= PROBLEM DESCRIPTION =
Carry on the GPT-2 PEFT fine-tuning notebook below from its final line.

= SOURCE TEXT =
# HW3 - PEFT

In this notebook, we will fine-tune the GPT2 model on the [WikiText](https://huggingface.co/datasets/Salesforce/wikitext#wikitext-2-v1) dataset using different fine-tuning methodologies.

Parameter-Efficient Fine-Tuning (PEFT) is a technique that enables the adaptation of large pre-trained models to specific tasks while modifying only a small subset of their parameters, significantly reducing computational and memory costs. Instead of updating all model parameters, PEFT methods, such as LoRA (Low-Rank Adaptation), Adapter layers, and Prefix-Tuning, introduce lightweight trainable modules that are inserted into the model or modify activations in a structured way. This approach retains the general knowledge of the base model while efficiently adapting to new tasks, making it particularly useful for fine-tuning large-scale models like LLMs and vision-language models on resource-constrained hardware.

## Install required libraries

In [None]:
!pip install datasets



## Import required libraries

In [None]:
import gc
import torch
import torch.nn as nn
from transformers import AutoTokenizer, AutoModelForCausalLM, Trainer, TrainingArguments
from datasets import load_dataset
from peft import LoraConfig, PrefixTuningConfig, get_peft_model, PeftModel

## Setup

In [None]:
gpt_2_medium_model_name = "openai-community/gpt2-medium"

# Load tokenizer
tokenizer = AutoTokenizer.from_pretrained(gpt_2_medium_model_name)
tokenizer.pad_token = tokenizer.eos_token

# Tokenize the dataset
def tokenizing_preprocess(examples):
    inputs =  tokenizer(examples['text'], truncation=True, padding='max_length', max_length=128)
    inputs['labels'] = inputs['input_ids'].copy()
    return inputs


# Define training arguments
training_args = TrainingArguments(
    output_dir='./gpt2',
    eval_strategy='no',
    save_strategy="no",
    num_train_epochs=1,
    per_device_train_batch_size=4,
    per_device_eval_batch_size=4,
    learning_rate=2e-5,
    warmup_steps=500,
    weight_decay=0.01,
    report_to="none"
)

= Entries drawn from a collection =

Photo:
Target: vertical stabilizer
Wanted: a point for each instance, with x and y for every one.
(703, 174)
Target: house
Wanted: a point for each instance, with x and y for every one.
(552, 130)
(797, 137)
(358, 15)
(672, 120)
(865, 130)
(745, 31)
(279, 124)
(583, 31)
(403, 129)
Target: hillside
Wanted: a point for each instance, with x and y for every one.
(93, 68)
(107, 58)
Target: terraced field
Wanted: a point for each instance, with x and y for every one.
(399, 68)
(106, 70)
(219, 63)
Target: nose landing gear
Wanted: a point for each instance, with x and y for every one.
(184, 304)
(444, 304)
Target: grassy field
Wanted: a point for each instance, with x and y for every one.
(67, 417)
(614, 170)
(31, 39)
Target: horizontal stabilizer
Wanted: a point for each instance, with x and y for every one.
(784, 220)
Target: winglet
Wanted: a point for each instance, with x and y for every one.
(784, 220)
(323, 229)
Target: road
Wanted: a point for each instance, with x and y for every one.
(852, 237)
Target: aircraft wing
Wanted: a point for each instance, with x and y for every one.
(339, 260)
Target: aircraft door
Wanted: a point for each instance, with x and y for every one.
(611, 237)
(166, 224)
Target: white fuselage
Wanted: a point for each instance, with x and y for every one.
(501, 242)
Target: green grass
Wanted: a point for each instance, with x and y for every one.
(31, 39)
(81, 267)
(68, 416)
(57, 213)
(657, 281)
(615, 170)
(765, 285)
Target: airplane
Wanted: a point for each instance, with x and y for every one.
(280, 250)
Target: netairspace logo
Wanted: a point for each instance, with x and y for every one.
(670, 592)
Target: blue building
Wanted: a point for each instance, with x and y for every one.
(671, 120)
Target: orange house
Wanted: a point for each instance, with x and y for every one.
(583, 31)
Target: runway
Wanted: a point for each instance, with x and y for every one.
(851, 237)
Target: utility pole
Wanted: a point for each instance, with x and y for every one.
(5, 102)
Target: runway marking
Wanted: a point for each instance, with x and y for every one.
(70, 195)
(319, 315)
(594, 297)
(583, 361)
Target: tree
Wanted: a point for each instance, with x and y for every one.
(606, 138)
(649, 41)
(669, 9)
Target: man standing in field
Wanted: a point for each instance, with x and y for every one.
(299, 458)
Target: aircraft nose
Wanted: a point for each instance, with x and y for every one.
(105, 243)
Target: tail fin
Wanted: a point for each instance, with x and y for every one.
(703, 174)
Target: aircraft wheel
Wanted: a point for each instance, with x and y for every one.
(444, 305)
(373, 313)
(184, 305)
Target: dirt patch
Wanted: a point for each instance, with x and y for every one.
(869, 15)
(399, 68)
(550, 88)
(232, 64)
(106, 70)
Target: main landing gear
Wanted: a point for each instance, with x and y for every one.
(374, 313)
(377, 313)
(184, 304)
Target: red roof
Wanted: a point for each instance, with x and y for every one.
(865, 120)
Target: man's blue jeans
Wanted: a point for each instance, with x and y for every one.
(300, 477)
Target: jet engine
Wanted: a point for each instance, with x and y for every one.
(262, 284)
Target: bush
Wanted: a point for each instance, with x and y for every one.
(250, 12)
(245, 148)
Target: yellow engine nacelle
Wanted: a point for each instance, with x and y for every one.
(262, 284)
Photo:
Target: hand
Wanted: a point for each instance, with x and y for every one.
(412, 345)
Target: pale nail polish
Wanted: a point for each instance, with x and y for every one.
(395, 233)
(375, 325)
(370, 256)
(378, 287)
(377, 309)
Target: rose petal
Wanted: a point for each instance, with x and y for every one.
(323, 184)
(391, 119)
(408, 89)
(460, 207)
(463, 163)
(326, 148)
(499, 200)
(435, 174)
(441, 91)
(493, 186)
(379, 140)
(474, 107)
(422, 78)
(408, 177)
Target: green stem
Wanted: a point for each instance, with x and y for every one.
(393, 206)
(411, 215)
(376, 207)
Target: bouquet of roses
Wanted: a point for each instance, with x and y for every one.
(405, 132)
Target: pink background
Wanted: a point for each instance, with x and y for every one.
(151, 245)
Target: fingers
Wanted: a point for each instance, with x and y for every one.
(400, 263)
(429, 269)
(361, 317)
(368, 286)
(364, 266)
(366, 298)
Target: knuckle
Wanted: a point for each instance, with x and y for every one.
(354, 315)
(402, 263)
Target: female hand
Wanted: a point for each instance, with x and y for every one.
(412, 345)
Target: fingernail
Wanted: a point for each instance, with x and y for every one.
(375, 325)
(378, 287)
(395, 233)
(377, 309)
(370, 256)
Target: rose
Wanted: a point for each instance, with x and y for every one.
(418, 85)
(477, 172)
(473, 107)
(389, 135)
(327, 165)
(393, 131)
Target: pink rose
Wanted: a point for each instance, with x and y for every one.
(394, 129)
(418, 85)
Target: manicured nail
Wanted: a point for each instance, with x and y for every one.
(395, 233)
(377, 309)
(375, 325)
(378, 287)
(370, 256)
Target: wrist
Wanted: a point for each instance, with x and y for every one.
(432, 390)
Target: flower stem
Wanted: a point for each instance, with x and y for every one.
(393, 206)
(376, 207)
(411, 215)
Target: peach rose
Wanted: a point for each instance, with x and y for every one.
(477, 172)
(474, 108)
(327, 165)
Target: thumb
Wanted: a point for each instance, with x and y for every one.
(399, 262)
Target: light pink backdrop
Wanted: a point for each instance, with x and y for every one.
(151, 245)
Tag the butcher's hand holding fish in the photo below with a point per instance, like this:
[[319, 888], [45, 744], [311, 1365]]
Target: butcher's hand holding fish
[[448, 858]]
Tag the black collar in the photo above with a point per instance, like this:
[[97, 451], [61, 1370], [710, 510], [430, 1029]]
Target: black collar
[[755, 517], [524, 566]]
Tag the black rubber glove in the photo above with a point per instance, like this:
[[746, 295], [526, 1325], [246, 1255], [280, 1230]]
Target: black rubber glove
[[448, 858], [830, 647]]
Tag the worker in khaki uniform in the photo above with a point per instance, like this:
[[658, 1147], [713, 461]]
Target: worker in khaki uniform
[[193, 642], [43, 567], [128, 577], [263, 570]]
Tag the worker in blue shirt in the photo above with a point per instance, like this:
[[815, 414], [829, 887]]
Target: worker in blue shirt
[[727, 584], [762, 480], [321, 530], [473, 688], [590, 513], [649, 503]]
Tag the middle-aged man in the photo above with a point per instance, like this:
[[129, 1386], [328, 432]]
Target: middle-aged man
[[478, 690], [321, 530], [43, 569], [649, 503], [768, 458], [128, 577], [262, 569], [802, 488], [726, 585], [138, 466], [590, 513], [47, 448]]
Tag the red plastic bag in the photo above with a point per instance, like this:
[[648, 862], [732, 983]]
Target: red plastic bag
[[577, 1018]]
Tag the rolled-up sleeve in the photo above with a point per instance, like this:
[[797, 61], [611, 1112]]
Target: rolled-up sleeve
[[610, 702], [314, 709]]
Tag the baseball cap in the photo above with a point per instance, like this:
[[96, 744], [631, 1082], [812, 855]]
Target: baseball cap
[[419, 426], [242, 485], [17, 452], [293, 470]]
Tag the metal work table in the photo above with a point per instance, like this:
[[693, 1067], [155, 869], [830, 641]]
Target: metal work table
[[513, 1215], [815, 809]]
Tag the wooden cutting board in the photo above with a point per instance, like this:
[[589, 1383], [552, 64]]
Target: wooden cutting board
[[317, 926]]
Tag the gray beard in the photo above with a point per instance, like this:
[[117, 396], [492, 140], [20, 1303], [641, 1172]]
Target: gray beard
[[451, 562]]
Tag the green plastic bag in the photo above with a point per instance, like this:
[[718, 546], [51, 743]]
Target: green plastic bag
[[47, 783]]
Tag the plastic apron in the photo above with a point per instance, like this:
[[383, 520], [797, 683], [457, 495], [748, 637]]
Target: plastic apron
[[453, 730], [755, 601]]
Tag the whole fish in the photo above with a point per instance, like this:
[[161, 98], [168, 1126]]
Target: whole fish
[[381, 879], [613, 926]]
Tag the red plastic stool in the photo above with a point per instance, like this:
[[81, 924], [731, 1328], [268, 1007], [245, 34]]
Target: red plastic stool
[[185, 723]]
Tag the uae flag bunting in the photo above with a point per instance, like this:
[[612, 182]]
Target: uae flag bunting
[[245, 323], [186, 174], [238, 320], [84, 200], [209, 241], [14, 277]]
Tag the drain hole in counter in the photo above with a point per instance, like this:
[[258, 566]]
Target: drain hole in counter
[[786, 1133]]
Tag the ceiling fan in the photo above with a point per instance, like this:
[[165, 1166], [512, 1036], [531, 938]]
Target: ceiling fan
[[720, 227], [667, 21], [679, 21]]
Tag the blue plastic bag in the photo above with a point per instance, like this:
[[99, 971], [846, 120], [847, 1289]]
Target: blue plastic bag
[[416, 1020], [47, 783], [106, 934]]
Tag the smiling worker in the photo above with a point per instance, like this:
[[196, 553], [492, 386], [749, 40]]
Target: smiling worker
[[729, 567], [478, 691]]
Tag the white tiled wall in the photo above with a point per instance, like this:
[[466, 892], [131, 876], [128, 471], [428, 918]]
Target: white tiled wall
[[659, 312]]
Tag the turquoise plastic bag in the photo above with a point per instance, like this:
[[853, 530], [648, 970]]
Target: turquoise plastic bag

= OUTPUT FOR THIS EXERCISE =
The secret `HF_TOKEN` does not exist in your Colab secrets.
To authenticate with the Hugging Face Hub, create a token in your settings tab (https://huggingface.co/settings/tokens), set it as secret in your Google Colab and restart your session.
You will be able to reuse this secret in all of your notebooks.
Please note that authentication is recommended but still optional to access public models or datasets.


tokenizer_config.json:   0%|          | 0.00/26.0 [00:00<?, ?B/s]

config.json:   0%|          | 0.00/718 [00:00<?, ?B/s]

vocab.json:   0%|          | 0.00/1.04M [00:00<?, ?B/s]

merges.txt:   0%|          | 0.00/456k [00:00<?, ?B/s]

tokenizer.json:   0%|          | 0.00/1.36M [00:00<?, ?B/s]

## Load dataset (5 pt)

In [None]:
# TODO: Load the wikitext-2-v1 version of wikitext
dataset = ...

In [None]:
# TODO Select 1000 data for train and 500 data for validation
train_data = ...
eval_data = ...

# Apply tokenization preprocess on datasets
train_dataset = train_data.map(tokenizing_preprocess, batched=True)
eval_dataset = eval_data.map(tokenizing_preprocess, batched=True)

Map:   0%|          | 0/1000 [00:00<?, ? examples/s]

Map:   0%|          | 0/500 [00:00<?, ? examples/s]

## Full Fine-Tuning (5 pt)

In [None]:
# Load the model
ff_model = AutoModelForCausalLM.from_pretrained(gpt_2_medium_model_name)

In [None]:
# Initialize Trainer
trainer = Trainer(
    model=ff_model,
    args=training_args,
    train_dataset=train_dataset,
)

In [None]:
# Zero-Shot evaluation of model

# TODO: Evaluate model on eval_dataset
eval_output = ...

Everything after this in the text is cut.